** BEGIN **
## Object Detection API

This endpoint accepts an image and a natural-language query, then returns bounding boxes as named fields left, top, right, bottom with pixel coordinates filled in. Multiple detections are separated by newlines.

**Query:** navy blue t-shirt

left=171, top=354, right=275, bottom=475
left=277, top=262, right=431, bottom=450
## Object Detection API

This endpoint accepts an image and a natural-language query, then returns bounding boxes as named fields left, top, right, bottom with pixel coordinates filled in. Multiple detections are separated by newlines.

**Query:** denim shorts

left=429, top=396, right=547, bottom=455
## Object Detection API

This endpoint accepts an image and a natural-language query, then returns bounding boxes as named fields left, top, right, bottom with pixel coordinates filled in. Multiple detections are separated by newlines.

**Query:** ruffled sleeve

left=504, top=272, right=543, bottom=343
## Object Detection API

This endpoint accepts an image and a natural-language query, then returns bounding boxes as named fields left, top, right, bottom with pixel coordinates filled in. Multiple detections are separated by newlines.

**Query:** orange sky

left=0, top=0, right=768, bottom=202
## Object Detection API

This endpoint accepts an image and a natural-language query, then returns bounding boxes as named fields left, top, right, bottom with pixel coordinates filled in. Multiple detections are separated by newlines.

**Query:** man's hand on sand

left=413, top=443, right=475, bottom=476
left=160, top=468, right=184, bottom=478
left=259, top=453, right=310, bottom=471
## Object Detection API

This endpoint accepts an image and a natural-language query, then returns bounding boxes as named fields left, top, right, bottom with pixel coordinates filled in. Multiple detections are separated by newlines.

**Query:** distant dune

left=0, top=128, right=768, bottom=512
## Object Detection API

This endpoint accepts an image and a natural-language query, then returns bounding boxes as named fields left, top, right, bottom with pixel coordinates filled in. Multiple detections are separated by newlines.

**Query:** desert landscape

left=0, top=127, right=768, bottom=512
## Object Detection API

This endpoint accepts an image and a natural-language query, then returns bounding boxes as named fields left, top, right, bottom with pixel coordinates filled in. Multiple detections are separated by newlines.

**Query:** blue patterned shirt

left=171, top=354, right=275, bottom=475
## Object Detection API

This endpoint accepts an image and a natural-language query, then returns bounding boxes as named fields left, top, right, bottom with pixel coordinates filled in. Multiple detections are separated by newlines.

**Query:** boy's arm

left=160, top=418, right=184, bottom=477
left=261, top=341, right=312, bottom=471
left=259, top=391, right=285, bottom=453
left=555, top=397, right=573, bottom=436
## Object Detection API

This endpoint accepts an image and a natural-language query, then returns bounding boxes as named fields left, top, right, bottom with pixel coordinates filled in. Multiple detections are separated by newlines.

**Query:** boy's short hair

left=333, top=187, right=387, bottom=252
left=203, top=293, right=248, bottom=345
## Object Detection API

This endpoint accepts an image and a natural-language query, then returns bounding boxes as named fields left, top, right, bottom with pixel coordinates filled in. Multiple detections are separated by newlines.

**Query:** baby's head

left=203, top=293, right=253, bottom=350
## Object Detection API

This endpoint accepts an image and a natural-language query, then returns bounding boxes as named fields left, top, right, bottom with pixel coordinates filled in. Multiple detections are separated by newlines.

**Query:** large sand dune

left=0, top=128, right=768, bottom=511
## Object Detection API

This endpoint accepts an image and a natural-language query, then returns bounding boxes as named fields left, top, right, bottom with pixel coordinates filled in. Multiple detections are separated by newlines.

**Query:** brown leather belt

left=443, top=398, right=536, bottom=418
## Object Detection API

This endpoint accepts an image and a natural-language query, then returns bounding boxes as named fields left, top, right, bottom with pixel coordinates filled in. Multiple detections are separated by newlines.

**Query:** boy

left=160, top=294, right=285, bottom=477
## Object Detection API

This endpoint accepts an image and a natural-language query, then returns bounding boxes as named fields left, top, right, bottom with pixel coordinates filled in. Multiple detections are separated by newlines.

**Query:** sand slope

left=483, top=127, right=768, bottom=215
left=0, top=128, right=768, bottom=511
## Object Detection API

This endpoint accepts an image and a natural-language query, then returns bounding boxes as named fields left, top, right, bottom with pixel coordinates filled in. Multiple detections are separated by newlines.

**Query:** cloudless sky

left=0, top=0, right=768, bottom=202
** END **
## SET EXERCISE
From the items above, keep only the lines that contain the string "dune" and copy each one out unchanged.

## PROBLEM SOLUTION
**Query:** distant dune
**Query:** large sand dune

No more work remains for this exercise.